Photography by Maggie Devereux
Britt Barkwell, co-founder of Toronto’s elevated-basics brand T.Line and a seasoned host, says you can’t go wrong with a crisp shirt paired with a great denim. “It feels fresh, effortless and unfussy. Plus, it gives you the freedom to move around the kitchen and take care of your guests while still looking pulled together.” The mention of a host in her kitchen in jeans involuntarily conjures an image of Meghan Markle barefoot in ripped denim having Will and Kate over for the first time, which for a royal cynic (couldn’t be me!) suggests a kind of performative laid-backness rather than the actual ease that Barkwell strives for.
Photography by Kayla Rocca
Kim also reminds us that “whatever we’re wearing, we need to be comfortable.” Of course, this depends on how hands-on a party host actually is. (Carrie Bradshaw wore a tea-length cocktail dress and bedazzled high heels for Charlotte’s birthday in And Just Like That, which was fitting for a fully catered affair in a sparsely furnished Gramercy Park townhouse.)

# What is needed:
Copy everything from "Photography by Maggie" down to "Barkwell strives for." in the passage on what to wear when hosting, substituting "chinos" for "denim". The lines after this come from a separate source.

# Excerpted data:

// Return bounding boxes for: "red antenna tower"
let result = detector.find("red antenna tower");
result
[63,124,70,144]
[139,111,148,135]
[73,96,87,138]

* * *

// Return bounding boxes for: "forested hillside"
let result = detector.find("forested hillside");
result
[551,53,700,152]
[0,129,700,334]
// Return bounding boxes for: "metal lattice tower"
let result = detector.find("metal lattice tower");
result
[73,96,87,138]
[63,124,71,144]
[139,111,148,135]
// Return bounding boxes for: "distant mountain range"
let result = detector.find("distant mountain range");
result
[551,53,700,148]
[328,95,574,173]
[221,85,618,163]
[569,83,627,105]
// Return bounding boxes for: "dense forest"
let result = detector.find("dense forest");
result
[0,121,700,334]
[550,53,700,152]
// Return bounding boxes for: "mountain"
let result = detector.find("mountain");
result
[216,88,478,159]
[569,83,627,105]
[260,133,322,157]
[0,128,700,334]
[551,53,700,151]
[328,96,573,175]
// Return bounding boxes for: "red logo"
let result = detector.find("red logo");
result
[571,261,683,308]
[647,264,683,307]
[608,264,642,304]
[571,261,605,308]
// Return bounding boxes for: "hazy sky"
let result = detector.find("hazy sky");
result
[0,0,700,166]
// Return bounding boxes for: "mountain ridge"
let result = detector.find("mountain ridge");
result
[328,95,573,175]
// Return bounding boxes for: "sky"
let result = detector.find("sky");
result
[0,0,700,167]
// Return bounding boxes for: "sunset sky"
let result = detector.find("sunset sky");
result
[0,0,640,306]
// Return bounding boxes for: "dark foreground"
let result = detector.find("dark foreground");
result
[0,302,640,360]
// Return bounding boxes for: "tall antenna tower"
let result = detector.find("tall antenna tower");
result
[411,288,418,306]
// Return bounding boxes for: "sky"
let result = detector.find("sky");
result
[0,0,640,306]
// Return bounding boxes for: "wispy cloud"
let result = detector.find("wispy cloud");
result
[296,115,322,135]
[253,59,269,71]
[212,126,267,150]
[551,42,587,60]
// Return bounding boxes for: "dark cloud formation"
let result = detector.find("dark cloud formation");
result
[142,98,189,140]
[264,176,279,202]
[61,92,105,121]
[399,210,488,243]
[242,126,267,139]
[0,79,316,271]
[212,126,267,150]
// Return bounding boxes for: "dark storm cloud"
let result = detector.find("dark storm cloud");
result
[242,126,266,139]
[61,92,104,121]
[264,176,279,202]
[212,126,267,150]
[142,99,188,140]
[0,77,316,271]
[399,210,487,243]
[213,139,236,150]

# Result of this exercise:
Photography by Maggie Devereux
Britt Barkwell, co-founder of Toronto’s elevated-basics brand T.Line and a seasoned host, says you can’t go wrong with a crisp shirt paired with a great chinos. “It feels fresh, effortless and unfussy. Plus, it gives you the freedom to move around the kitchen and take care of your guests while still looking pulled together.” The mention of a host in her kitchen in jeans involuntarily conjures an image of Meghan Markle barefoot in ripped chinos having Will and Kate over for the first time, which for a royal cynic (couldn’t be me!) suggests a kind of performative laid-backness rather than the actual ease that Barkwell strives for.